[WHAT YOU WILL DO] The line containing "Each instance of the wooden wall" and every line after it, through the last line of the records, are to be transcribed exactly, and nothing else.

EXERCISE DATA Start Marker

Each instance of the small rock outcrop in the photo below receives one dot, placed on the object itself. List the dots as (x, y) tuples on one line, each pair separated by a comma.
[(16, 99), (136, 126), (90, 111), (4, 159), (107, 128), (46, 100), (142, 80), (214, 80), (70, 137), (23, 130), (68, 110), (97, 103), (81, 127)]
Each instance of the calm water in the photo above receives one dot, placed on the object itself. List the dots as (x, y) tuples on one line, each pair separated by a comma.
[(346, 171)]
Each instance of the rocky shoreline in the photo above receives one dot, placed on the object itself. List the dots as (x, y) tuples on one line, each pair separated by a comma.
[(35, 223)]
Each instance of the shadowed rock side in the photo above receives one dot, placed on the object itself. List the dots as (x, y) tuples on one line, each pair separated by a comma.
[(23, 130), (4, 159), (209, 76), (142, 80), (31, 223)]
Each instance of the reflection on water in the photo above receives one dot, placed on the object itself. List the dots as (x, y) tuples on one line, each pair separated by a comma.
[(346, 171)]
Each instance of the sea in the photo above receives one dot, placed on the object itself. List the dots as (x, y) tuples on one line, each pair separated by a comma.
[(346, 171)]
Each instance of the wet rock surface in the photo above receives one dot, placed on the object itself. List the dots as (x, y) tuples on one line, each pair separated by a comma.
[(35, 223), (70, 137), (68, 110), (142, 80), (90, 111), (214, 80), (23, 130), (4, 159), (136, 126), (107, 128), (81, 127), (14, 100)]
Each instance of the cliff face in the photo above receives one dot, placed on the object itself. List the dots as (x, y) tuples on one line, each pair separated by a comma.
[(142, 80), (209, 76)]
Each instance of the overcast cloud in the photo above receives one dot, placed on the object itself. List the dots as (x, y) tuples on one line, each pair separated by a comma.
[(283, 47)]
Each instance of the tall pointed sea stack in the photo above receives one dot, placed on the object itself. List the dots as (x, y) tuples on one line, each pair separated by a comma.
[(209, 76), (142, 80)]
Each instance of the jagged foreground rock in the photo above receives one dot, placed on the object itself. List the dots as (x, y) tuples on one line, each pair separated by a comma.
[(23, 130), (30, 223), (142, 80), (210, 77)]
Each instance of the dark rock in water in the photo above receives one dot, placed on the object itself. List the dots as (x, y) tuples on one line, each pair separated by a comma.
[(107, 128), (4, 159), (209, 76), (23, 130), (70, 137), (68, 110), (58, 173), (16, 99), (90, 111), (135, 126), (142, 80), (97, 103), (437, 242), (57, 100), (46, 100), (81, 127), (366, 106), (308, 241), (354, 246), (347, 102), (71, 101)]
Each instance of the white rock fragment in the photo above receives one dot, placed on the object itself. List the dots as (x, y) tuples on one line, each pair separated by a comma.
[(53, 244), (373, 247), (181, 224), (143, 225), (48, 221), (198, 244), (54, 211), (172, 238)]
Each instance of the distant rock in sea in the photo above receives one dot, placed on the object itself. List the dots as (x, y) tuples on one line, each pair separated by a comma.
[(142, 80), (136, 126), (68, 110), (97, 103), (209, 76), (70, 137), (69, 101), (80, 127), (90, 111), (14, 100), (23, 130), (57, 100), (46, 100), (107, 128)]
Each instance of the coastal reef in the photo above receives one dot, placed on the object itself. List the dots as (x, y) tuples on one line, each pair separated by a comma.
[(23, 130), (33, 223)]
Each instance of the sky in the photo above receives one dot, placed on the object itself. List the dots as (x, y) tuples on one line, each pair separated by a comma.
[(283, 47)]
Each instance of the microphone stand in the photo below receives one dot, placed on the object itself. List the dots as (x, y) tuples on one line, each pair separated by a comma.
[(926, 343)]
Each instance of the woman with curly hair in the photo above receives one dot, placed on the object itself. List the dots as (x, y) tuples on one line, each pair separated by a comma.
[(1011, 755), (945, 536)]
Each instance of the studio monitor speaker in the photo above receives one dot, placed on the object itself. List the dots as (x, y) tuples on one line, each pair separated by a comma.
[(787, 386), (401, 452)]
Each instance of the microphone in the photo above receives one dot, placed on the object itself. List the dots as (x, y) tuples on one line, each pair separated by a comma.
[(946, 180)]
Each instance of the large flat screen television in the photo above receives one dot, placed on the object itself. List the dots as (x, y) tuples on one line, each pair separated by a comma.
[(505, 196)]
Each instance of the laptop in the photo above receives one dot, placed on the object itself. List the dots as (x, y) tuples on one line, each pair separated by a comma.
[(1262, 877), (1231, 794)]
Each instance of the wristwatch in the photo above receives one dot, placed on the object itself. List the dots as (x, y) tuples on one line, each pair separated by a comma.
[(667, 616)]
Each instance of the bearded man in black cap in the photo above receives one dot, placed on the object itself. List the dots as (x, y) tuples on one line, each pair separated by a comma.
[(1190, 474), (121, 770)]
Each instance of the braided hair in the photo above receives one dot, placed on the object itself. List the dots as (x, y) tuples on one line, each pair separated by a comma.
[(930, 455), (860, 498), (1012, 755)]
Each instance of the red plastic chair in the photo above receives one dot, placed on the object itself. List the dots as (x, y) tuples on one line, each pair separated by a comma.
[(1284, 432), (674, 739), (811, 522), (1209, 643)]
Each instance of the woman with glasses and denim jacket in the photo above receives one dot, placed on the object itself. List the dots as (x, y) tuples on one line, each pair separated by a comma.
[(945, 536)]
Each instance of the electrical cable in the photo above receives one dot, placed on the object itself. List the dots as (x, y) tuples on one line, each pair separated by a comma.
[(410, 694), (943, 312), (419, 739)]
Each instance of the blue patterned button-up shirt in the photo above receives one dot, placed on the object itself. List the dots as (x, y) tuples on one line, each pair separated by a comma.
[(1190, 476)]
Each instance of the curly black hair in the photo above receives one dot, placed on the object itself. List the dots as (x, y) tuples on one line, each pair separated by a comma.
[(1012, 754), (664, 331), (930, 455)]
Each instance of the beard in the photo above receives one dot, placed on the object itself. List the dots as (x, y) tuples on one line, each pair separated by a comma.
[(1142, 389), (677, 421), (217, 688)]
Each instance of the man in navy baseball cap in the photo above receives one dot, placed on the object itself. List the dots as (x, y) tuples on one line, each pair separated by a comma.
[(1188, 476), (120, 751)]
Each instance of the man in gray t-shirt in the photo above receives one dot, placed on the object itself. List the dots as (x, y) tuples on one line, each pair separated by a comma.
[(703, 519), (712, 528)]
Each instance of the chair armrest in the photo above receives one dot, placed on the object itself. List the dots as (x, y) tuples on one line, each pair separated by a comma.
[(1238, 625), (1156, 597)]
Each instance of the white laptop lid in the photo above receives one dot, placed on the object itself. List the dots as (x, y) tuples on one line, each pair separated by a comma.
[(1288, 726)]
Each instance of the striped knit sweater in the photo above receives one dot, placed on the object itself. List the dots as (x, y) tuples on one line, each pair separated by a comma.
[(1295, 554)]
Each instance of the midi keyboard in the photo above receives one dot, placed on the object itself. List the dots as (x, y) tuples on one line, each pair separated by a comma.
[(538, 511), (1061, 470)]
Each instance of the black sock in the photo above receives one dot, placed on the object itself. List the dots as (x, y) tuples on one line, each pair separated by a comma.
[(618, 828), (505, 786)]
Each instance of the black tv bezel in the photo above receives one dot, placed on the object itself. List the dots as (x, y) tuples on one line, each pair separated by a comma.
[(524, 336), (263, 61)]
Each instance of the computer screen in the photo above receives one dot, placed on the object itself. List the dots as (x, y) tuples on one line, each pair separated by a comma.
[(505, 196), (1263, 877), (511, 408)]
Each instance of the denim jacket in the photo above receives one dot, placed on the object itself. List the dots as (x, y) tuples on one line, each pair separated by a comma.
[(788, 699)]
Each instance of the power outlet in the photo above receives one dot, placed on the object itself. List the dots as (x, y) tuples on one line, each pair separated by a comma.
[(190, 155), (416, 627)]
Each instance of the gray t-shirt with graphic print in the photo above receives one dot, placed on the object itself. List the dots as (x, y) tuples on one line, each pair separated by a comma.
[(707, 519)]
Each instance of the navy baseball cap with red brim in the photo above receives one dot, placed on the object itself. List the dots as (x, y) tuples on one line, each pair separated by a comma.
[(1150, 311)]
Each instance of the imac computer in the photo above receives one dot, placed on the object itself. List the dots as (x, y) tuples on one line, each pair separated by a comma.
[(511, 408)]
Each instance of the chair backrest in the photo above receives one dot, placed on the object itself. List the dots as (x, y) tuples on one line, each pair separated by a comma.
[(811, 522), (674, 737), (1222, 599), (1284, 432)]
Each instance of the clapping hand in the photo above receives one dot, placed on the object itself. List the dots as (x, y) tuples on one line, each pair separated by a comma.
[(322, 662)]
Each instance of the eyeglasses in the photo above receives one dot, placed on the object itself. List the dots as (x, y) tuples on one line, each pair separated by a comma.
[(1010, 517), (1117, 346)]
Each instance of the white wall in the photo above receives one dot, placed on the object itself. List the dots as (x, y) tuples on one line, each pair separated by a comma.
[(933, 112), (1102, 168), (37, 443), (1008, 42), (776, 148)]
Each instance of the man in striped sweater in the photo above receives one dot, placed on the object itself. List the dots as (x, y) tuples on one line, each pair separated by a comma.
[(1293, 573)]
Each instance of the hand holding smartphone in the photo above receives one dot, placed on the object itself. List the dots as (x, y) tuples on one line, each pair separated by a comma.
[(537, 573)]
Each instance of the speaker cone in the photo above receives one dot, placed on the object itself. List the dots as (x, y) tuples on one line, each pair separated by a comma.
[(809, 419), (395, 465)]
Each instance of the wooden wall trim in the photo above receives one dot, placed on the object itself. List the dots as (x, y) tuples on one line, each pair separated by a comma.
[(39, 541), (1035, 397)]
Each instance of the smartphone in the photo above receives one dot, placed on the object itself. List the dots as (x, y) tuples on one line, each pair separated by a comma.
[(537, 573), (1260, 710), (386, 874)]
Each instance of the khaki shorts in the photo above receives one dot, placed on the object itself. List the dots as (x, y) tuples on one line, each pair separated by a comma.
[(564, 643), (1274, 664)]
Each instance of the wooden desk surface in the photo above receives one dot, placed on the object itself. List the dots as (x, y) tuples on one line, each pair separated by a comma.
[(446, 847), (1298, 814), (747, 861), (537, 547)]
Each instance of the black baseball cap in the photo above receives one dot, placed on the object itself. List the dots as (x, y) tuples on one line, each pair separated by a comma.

EXERCISE DATA End Marker

[ANSWER SECTION]
Each instance of the wooden wall trim in the photo above receives one dot, placed on the object itself. List the dots as (x, y) tuples on one line, each pair separated by a comma.
[(39, 541), (1035, 397)]
Each instance of the smartphone in the photo above receives one dot, placed on the object itself. List the dots as (x, y) tuples on one line, each pair separated by a comma.
[(537, 573), (1260, 710), (386, 874)]
Each instance of the khaki shorts in the photo above receives one dot, placed on the object itself. List the dots as (x, y) tuples on one line, each pair separated by a comma.
[(564, 643), (1274, 664)]
Each instance of the wooden desk surface in the photo above receives one dot, placed on the object itself. List the dots as (x, y) tuples on one line, each pair separated by a comma.
[(446, 847), (1298, 814), (747, 861), (537, 547)]
Each instance of the black baseball cap in the photo above receives one dot, placed on the object itself. List the dots as (x, y) tuples on one line, each pair separated by a comma.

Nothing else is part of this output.